[Record extracts]
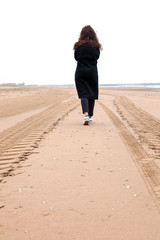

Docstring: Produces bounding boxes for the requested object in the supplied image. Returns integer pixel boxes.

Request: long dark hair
[73,25,102,50]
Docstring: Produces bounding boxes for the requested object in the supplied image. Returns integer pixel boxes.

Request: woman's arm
[74,50,77,61]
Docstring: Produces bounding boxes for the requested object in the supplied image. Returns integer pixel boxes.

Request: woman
[73,25,102,125]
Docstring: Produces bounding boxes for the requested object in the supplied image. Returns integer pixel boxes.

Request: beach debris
[43,212,50,217]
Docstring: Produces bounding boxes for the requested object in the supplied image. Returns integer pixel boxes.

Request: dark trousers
[81,98,95,117]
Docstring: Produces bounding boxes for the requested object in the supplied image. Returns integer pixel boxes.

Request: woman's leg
[81,98,88,116]
[88,99,95,117]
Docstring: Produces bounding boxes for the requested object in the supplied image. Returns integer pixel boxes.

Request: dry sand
[0,87,160,240]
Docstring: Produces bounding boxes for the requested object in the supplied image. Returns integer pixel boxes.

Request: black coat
[74,43,100,99]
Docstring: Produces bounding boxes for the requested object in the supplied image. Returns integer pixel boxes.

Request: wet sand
[0,87,160,240]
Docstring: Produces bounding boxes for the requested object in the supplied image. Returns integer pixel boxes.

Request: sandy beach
[0,86,160,240]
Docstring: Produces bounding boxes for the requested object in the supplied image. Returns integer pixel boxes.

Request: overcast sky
[0,0,160,85]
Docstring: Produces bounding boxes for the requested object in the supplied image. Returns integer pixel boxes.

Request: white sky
[0,0,160,84]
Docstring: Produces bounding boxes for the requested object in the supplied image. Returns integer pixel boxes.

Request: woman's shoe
[83,116,89,125]
[89,117,94,123]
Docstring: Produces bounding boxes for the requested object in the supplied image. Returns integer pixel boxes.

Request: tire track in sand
[99,102,160,211]
[114,96,160,158]
[0,100,78,181]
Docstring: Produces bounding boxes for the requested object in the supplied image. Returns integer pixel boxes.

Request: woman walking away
[73,25,102,125]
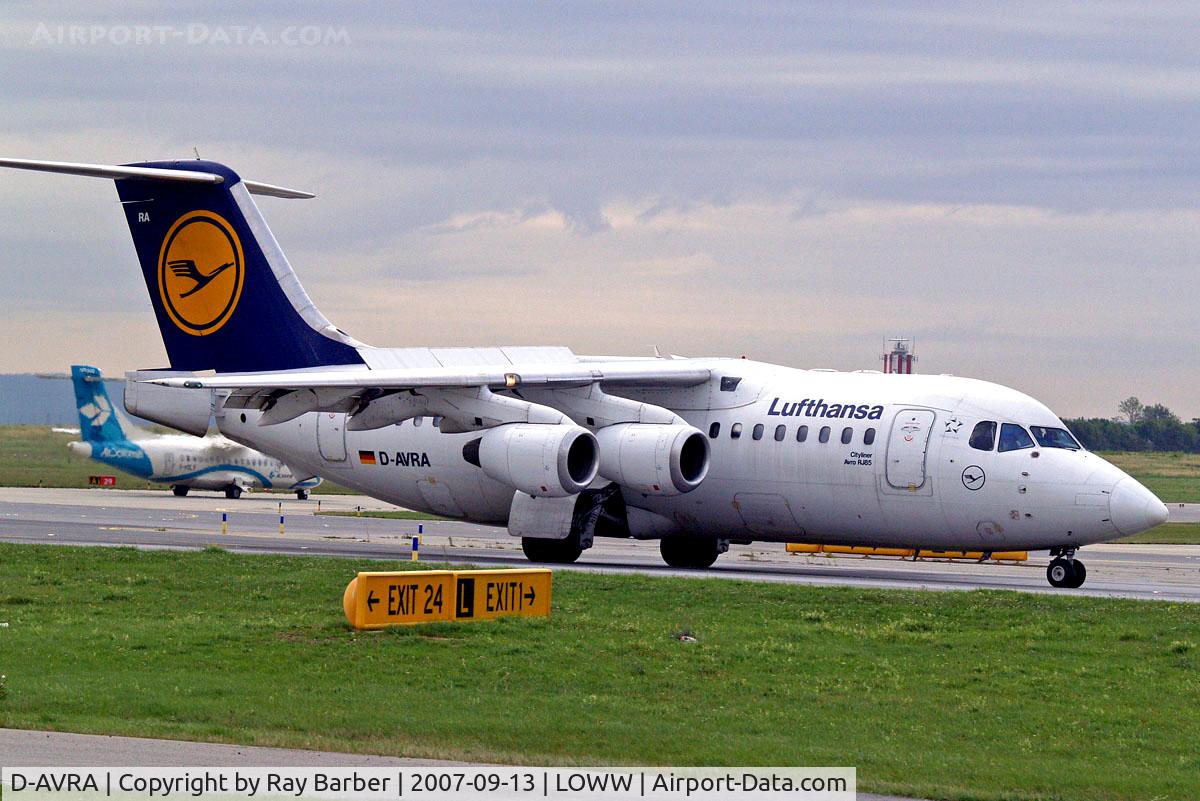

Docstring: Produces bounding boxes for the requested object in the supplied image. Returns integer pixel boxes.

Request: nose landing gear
[1046,548,1087,590]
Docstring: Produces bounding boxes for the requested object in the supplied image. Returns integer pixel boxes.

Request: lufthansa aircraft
[0,159,1166,588]
[68,365,320,500]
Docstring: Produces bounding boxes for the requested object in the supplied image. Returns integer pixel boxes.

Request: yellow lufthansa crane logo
[158,211,246,337]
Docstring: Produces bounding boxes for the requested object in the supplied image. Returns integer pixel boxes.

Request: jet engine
[462,423,600,498]
[596,423,708,495]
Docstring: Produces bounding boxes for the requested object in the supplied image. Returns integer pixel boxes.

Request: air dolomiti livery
[68,365,320,500]
[0,159,1166,586]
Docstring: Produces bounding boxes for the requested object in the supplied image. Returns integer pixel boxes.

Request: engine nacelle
[462,423,600,498]
[596,423,708,495]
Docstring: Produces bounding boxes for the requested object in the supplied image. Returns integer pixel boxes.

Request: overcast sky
[0,0,1200,420]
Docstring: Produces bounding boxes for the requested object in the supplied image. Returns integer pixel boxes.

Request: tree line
[1063,397,1200,453]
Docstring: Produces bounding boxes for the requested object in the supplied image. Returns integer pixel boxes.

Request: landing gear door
[887,409,936,492]
[317,411,346,462]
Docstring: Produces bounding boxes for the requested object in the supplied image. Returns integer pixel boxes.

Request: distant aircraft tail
[0,158,362,373]
[71,365,128,442]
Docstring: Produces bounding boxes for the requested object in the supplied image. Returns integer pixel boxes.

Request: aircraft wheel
[521,536,583,565]
[1070,559,1087,590]
[1046,556,1084,589]
[659,536,722,570]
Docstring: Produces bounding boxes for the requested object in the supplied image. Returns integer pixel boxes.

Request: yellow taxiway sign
[342,568,553,628]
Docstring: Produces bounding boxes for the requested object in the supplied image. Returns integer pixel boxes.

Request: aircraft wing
[149,359,712,392]
[149,359,712,432]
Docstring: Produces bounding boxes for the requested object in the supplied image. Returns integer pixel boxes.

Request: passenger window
[997,423,1033,453]
[970,420,996,451]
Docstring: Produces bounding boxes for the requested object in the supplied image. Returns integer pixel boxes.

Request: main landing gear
[659,536,730,570]
[1046,548,1087,590]
[521,532,583,565]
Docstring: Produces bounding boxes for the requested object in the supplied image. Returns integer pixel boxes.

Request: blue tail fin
[71,365,127,442]
[116,161,362,373]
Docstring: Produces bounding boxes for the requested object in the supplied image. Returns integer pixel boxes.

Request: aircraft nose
[1109,477,1168,537]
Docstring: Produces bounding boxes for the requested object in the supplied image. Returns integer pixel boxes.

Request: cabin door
[317,411,346,462]
[887,409,936,492]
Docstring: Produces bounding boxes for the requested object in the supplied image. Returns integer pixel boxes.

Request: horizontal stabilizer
[0,158,317,199]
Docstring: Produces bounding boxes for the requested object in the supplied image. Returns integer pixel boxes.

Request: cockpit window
[997,423,1033,453]
[1030,426,1080,451]
[971,420,996,451]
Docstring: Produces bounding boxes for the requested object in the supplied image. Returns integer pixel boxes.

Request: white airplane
[67,365,320,500]
[0,159,1168,588]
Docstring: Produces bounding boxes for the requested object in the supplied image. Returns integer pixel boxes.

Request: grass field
[1117,523,1200,546]
[1100,452,1200,504]
[0,544,1200,801]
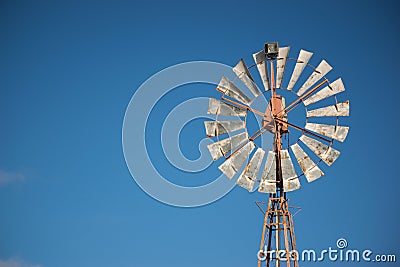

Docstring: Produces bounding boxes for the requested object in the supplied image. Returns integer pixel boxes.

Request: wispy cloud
[0,259,43,267]
[0,170,25,185]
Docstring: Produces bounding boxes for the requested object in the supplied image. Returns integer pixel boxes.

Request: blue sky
[0,1,400,267]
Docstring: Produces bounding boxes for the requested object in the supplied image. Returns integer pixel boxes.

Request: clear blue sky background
[0,0,400,267]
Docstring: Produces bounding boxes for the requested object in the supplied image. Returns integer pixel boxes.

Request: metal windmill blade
[297,60,332,96]
[300,135,340,166]
[207,98,247,117]
[236,148,265,192]
[232,59,261,97]
[290,143,324,183]
[258,151,276,194]
[218,141,255,179]
[304,122,349,142]
[207,132,248,161]
[276,46,290,88]
[287,49,313,90]
[217,76,251,105]
[279,149,300,192]
[204,121,245,137]
[253,50,271,91]
[306,101,350,118]
[303,78,345,106]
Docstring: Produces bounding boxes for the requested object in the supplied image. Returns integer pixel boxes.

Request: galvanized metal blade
[218,141,255,179]
[307,100,350,118]
[204,121,245,137]
[207,98,247,117]
[297,60,332,96]
[303,78,345,106]
[276,46,290,88]
[236,148,265,192]
[233,59,261,97]
[305,123,349,142]
[279,149,300,192]
[287,49,313,90]
[290,144,324,183]
[258,151,276,194]
[300,135,340,166]
[253,50,271,91]
[207,132,248,161]
[218,76,251,105]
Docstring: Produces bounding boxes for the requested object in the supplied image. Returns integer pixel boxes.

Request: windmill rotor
[205,43,350,193]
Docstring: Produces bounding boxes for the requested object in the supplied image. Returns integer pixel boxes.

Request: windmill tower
[205,43,350,267]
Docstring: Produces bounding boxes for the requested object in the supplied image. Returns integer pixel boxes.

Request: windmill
[205,42,350,267]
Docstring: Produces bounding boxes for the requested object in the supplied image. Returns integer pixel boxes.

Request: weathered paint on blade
[233,59,261,97]
[207,132,248,161]
[290,144,324,183]
[218,141,255,179]
[236,148,265,192]
[217,76,251,105]
[297,60,332,96]
[258,151,276,194]
[207,98,247,117]
[204,121,245,137]
[287,49,313,90]
[279,149,300,192]
[305,123,349,142]
[300,135,340,166]
[307,100,350,118]
[276,46,290,88]
[253,50,271,91]
[303,78,344,106]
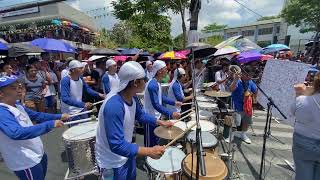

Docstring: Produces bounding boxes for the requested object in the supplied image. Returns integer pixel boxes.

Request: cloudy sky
[0,0,285,36]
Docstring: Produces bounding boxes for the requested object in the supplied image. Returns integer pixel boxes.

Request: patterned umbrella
[214,46,239,56]
[158,51,187,60]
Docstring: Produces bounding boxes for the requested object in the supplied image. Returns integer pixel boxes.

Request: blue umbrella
[0,42,8,51]
[121,48,150,56]
[31,38,76,53]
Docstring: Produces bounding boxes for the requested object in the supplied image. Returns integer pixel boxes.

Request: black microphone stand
[239,66,287,180]
[191,50,207,180]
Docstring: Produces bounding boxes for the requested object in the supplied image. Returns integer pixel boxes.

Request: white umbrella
[214,46,240,56]
[88,55,107,61]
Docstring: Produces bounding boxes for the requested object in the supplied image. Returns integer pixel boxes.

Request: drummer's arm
[23,106,62,123]
[148,82,173,118]
[134,97,157,125]
[0,109,55,140]
[102,102,139,157]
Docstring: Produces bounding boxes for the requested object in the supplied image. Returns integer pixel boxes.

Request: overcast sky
[0,0,284,36]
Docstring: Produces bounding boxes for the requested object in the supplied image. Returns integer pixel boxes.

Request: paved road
[0,111,294,180]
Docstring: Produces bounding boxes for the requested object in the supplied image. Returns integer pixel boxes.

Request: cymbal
[204,91,231,97]
[154,126,184,140]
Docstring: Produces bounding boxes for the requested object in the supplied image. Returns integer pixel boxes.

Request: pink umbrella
[113,56,129,62]
[261,54,274,61]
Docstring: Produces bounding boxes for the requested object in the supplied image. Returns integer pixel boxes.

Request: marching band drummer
[144,60,182,147]
[102,59,120,94]
[0,76,69,180]
[95,61,173,180]
[168,68,193,112]
[60,60,105,120]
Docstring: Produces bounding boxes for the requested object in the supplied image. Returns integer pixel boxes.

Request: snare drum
[182,152,228,180]
[187,131,218,153]
[191,110,212,121]
[198,101,218,111]
[146,147,186,180]
[187,120,216,133]
[62,122,98,177]
[170,120,187,131]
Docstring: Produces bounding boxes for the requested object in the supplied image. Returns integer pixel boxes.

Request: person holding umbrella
[144,60,182,147]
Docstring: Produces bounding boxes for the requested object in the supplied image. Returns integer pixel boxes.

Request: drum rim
[181,152,229,179]
[145,147,186,175]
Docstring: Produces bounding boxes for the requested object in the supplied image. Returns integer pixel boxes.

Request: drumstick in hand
[173,112,194,124]
[164,123,197,149]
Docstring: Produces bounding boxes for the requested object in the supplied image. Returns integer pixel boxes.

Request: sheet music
[257,60,310,126]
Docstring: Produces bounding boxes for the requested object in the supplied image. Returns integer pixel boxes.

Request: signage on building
[1,6,40,18]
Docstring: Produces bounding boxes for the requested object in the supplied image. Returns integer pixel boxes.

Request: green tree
[94,28,117,49]
[281,0,320,61]
[201,23,228,33]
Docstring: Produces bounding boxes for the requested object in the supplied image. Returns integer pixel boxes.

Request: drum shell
[63,137,96,176]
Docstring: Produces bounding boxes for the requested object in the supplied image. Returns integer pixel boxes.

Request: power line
[234,0,263,17]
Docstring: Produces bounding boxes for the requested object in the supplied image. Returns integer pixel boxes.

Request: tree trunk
[180,6,187,49]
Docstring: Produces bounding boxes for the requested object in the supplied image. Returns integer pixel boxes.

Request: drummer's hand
[61,114,70,121]
[84,102,93,109]
[54,120,63,128]
[157,120,174,128]
[149,146,166,159]
[175,101,182,107]
[99,93,106,99]
[172,112,181,119]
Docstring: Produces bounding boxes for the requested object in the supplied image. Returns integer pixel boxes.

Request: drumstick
[63,116,97,125]
[182,102,193,106]
[164,123,197,149]
[92,100,104,106]
[70,107,98,118]
[181,108,194,116]
[173,112,194,124]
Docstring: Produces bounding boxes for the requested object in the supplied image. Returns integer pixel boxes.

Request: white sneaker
[242,132,251,144]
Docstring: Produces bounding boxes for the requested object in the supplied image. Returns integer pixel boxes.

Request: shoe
[242,133,251,144]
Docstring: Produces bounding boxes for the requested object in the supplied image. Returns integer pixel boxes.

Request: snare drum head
[191,110,212,120]
[62,122,98,141]
[146,147,186,173]
[198,101,218,110]
[187,120,216,132]
[187,131,218,148]
[170,120,187,131]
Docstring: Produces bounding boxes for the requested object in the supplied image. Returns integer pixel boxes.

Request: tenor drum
[187,120,216,133]
[146,147,186,180]
[182,152,228,180]
[187,131,218,153]
[62,122,98,177]
[191,110,213,121]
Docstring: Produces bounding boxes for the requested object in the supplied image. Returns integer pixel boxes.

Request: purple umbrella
[31,38,76,53]
[0,42,8,51]
[237,51,262,63]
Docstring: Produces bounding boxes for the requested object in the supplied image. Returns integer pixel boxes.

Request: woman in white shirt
[292,73,320,180]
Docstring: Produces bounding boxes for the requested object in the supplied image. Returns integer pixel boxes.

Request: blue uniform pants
[99,157,136,180]
[14,153,48,180]
[144,124,159,147]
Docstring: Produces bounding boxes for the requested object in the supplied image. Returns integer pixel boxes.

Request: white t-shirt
[44,72,59,97]
[215,70,227,91]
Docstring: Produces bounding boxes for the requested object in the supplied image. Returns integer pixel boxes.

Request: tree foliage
[281,0,320,32]
[201,23,228,33]
[94,28,117,49]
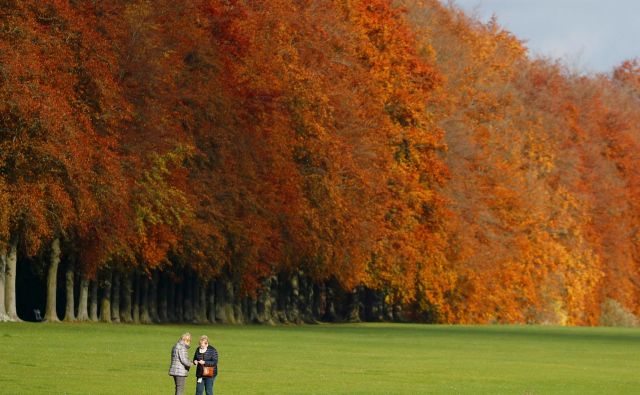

[Exercise objective]
Rewrite the material from its beginning through the line containing "[0,0,160,84]", putting "heavens" wherever "sky" appears and keeping everything else the same. Omit the pictures.

[Result for this exercise]
Docstring: Produces bounding boxes for the requested object in the supplied image. Returns integer pixel boxes.

Request: long dark hair
[73,25,102,50]
Docstring: Produces bounding boxes for the requested object in the supplied image. Returns integer pixel boxes.

Request: woman's arm
[74,50,77,61]
Docstring: Produces bounding boxes for the requested object in the supplied image. Returns integer pixel boxes.

Request: woman
[73,25,102,125]
Docstring: Produces bounding boxes for the requested object in the supplied image. Returns integer pixel boxes.

Request: beach debris
[43,212,50,217]
Docstring: Produces bounding boxes for the requested object in the supplied image. Returns integer pixel boxes.

Request: dark trousers
[81,98,95,117]
Docstring: Produces bounding boxes for the requested object in the supplied image. Returns integer pixel boxes.

Request: woman's leg
[81,98,88,116]
[88,99,95,117]
Docstring: Produces bounding boxes for the requested object in the supplied image. Returns integer pixel boxes.

Request: dry sand
[0,87,160,240]
Docstring: Produces bounding boxes for the requested object in the supplied image. Returns integer pixel boxes.

Request: black coat
[74,43,100,99]
Docstring: Produces bounding boxes for the requested object in the supplied image. Returns integer pixel boxes.

Request: wet sand
[0,87,160,240]
Docstring: Produces bounding boxes for the requested object in the supplied image. Returns integer pixel boxes.

Request: sandy beach
[0,86,160,240]
Docstring: Produces bounding boxes for the requested object in the supplied image. Returns integer pixel boxes.

Request: overcast heavens
[0,0,160,85]
Docstring: Produces bounding boxes for the requested object in the supplied image. Returns integer pixel boxes.

Request: white heavens
[0,0,160,84]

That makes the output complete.